**** MATERIALS PROVIDED ****
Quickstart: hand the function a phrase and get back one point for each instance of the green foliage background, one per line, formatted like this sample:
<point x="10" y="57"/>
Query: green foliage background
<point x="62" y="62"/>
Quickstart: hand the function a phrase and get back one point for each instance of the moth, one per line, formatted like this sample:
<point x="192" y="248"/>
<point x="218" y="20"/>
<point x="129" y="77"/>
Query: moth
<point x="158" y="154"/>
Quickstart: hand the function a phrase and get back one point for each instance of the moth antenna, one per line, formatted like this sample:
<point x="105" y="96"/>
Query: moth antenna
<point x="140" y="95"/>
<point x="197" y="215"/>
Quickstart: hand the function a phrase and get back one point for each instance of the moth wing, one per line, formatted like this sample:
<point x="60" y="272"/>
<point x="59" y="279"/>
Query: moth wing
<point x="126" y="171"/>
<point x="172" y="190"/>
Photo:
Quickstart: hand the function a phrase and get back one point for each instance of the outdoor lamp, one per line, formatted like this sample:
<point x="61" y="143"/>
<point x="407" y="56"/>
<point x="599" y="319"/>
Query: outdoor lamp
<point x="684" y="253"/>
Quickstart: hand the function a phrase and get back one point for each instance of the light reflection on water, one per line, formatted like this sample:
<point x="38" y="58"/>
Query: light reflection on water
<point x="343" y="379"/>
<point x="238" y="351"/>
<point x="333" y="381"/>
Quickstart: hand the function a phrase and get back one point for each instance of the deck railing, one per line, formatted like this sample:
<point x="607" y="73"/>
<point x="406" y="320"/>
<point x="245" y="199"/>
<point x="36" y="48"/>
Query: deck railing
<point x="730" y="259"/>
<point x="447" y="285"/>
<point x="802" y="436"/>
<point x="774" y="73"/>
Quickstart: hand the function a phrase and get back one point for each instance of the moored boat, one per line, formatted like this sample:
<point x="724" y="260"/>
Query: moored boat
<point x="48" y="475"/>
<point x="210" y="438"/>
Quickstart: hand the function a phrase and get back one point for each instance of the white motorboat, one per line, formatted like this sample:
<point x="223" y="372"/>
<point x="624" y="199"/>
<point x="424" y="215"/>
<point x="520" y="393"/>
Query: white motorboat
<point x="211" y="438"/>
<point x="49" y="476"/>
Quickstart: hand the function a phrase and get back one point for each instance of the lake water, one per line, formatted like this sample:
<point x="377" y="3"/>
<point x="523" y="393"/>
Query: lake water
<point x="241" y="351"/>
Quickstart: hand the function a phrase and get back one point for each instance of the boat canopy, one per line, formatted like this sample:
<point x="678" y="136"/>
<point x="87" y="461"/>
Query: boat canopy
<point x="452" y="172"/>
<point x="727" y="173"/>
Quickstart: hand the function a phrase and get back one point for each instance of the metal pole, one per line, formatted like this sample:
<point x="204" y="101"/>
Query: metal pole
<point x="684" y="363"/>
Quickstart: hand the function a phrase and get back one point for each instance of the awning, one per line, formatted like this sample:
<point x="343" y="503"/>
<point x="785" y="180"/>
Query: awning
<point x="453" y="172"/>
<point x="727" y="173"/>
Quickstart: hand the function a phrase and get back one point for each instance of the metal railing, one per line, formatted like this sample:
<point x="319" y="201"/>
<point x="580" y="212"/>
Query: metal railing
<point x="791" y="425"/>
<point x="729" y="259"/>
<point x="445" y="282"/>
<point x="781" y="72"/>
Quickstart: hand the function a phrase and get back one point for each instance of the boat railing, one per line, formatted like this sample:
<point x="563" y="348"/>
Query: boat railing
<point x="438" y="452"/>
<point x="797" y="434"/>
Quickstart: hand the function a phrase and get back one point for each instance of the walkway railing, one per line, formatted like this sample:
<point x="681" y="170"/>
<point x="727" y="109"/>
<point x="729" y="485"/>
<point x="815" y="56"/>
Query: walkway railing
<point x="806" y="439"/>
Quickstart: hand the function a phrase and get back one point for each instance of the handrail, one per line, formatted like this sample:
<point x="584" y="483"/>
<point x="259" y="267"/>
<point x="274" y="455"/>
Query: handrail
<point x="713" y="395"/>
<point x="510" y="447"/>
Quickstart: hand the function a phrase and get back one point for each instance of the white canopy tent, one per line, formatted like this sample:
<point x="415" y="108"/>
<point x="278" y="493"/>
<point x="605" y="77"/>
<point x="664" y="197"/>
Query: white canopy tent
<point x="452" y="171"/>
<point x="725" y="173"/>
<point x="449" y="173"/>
****
> [WHAT TO PRODUCE]: Copy the material above, line for line.

> [SOLVED PROBLEM]:
Quickstart: hand the function a phrase and get back one point for each instance of the green foliage background, one per line, formatted like this sample:
<point x="10" y="57"/>
Query: green foliage background
<point x="62" y="62"/>
Quickstart: hand the function a phrase and get back one point for each instance of the moth, one per line, formatted like this sample:
<point x="192" y="248"/>
<point x="218" y="20"/>
<point x="129" y="77"/>
Query: moth
<point x="158" y="154"/>
Quickstart: hand the function a phrase and get back one point for each instance of the moth antenna, one per line, formatted like this sample:
<point x="105" y="96"/>
Query: moth antenna
<point x="140" y="95"/>
<point x="197" y="215"/>
Quickstart: hand the function a phrase and get back one point for each instance of the moth wing, one per line, formatted like this sample:
<point x="60" y="272"/>
<point x="59" y="279"/>
Query: moth wing
<point x="126" y="171"/>
<point x="172" y="190"/>
Photo:
Quickstart: hand the function a phrase and get back one point for each instance of the outdoor lamp, one per line, formatted like this sample:
<point x="61" y="143"/>
<point x="407" y="56"/>
<point x="599" y="319"/>
Query: outdoor lamp
<point x="684" y="253"/>
Quickstart: hand the function a phrase and get back one point for each instance of the light reflection on water, one per line, formatted like this sample:
<point x="38" y="58"/>
Query: light reflection on water
<point x="343" y="379"/>
<point x="238" y="351"/>
<point x="333" y="381"/>
Quickstart: hand the function a phrase and get back one point for each instance of the deck railing, one per line, formatted like this sample:
<point x="607" y="73"/>
<point x="406" y="320"/>
<point x="245" y="199"/>
<point x="36" y="48"/>
Query: deck railing
<point x="730" y="259"/>
<point x="447" y="285"/>
<point x="802" y="436"/>
<point x="774" y="73"/>
Quickstart: hand the function a phrase and get back one point for each instance of the moored boat, one per line, formatted like this sample:
<point x="724" y="260"/>
Query: moored boat
<point x="48" y="475"/>
<point x="210" y="438"/>
Quickstart: hand the function a phrase and get back one point for each instance of the white motorboat, one per line, formatted like this sample:
<point x="223" y="372"/>
<point x="624" y="199"/>
<point x="424" y="215"/>
<point x="520" y="393"/>
Query: white motorboat
<point x="211" y="438"/>
<point x="49" y="476"/>
Quickstart: hand the function a phrase and get back one point for each instance of the lake water, one per line, formatted like this sample:
<point x="377" y="3"/>
<point x="523" y="393"/>
Query: lake water
<point x="241" y="351"/>
Quickstart: hand the function a phrase and get back one point for each instance of the boat canopy, one per line, formatted like this sample:
<point x="678" y="136"/>
<point x="87" y="461"/>
Query: boat canopy
<point x="452" y="172"/>
<point x="727" y="173"/>
Quickstart: hand the function a phrase and get back one point for each instance of the metal pole, one per line, formatted like this sample:
<point x="204" y="101"/>
Query: metal pole
<point x="684" y="363"/>
Quickstart: hand the function a phrase and get back one point for each instance of the awning, one per line, formatted like this sample:
<point x="343" y="503"/>
<point x="785" y="180"/>
Query: awning
<point x="453" y="172"/>
<point x="727" y="173"/>
Quickstart: hand the function a phrase and get back one point for each instance of the metal railing, one per line, formatted like this sample:
<point x="319" y="201"/>
<point x="580" y="212"/>
Query: metal railing
<point x="791" y="425"/>
<point x="729" y="259"/>
<point x="445" y="282"/>
<point x="781" y="72"/>
Quickstart: hand the function a phrase and get back one point for each instance of the boat railing, one per line, formatted like this sample:
<point x="563" y="348"/>
Query: boat railing
<point x="438" y="452"/>
<point x="797" y="434"/>
Quickstart: hand the function a phrase and get back one point for each instance of the walkway railing, one per line, formatted like this sample:
<point x="681" y="170"/>
<point x="727" y="109"/>
<point x="729" y="485"/>
<point x="815" y="56"/>
Query: walkway railing
<point x="806" y="439"/>
Quickstart: hand the function a phrase and get back one point for each instance of the handrail, one per line, formatted like this sample:
<point x="584" y="483"/>
<point x="259" y="267"/>
<point x="274" y="455"/>
Query: handrail
<point x="713" y="395"/>
<point x="510" y="447"/>
Quickstart: hand the function a phrase and get back one point for each instance of the white canopy tent, one per line, formatted like this sample:
<point x="415" y="108"/>
<point x="278" y="493"/>
<point x="605" y="77"/>
<point x="664" y="197"/>
Query: white canopy tent
<point x="452" y="171"/>
<point x="725" y="173"/>
<point x="449" y="173"/>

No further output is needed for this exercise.